* _What is needed_: Extract every line of the listing that contains the string "black". Case counts.

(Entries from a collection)
#####

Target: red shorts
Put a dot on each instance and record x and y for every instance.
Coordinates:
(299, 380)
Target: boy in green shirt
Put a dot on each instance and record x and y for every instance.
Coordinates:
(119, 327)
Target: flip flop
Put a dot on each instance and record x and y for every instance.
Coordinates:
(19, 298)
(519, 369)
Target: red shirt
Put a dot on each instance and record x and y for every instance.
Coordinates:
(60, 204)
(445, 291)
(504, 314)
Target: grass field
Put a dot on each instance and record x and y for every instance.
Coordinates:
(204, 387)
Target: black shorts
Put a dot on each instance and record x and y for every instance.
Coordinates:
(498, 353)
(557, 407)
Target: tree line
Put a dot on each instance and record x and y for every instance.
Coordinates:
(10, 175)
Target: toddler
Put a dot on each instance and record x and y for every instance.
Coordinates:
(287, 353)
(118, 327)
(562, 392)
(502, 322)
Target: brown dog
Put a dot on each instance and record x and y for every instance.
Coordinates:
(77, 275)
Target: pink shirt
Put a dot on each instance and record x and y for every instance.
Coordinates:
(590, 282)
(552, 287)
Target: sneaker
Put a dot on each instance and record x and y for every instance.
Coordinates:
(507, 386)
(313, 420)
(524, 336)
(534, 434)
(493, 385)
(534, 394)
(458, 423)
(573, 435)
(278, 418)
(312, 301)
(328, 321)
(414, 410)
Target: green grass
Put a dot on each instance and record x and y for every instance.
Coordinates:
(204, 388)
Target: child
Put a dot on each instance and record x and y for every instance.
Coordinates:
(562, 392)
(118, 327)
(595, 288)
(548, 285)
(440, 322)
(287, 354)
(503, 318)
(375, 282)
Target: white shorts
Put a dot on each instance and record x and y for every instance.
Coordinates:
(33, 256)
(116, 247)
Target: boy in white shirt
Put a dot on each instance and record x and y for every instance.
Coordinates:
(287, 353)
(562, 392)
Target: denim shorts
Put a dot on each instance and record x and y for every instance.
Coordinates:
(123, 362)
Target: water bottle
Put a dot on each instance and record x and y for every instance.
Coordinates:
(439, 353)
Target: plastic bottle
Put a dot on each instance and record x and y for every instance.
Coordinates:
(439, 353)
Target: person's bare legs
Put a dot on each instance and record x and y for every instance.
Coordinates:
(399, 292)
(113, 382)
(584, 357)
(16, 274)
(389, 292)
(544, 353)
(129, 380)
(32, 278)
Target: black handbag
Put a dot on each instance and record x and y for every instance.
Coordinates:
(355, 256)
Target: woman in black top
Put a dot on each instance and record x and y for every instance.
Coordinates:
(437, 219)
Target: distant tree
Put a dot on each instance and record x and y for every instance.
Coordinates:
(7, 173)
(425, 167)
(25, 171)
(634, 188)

#####

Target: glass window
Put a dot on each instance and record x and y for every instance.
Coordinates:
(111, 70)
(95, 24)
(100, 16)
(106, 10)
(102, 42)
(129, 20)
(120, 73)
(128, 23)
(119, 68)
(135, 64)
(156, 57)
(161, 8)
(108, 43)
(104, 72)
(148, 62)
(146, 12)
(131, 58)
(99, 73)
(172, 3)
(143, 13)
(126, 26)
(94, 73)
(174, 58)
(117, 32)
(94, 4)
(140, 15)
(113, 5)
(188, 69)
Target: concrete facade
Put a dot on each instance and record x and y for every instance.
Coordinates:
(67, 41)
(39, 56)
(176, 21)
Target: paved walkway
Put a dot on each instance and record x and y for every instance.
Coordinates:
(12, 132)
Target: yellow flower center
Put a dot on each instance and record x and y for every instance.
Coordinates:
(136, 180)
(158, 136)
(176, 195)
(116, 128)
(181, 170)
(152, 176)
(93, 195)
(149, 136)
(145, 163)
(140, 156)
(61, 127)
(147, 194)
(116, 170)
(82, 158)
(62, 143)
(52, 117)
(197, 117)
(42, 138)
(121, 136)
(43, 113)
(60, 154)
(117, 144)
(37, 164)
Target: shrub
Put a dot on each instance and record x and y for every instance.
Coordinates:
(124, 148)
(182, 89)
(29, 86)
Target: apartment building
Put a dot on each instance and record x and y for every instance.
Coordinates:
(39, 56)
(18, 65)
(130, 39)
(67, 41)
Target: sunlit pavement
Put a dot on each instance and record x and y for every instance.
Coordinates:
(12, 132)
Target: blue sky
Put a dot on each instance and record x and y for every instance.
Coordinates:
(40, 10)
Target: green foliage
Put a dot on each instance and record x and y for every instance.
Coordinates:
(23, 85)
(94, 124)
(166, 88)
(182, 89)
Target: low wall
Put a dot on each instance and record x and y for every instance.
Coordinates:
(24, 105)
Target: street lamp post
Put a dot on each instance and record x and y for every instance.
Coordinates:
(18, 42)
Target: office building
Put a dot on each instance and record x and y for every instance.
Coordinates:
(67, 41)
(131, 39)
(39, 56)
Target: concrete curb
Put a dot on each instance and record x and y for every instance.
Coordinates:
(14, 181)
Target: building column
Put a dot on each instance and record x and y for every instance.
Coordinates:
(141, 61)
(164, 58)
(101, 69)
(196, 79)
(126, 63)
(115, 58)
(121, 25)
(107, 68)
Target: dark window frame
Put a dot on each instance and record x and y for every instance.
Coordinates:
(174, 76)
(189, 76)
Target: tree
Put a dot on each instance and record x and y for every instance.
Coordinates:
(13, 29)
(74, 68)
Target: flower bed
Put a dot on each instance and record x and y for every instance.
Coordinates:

#####

* _Exercise response_:
Target: black shorts
Target: black handbag
Target: woman in black top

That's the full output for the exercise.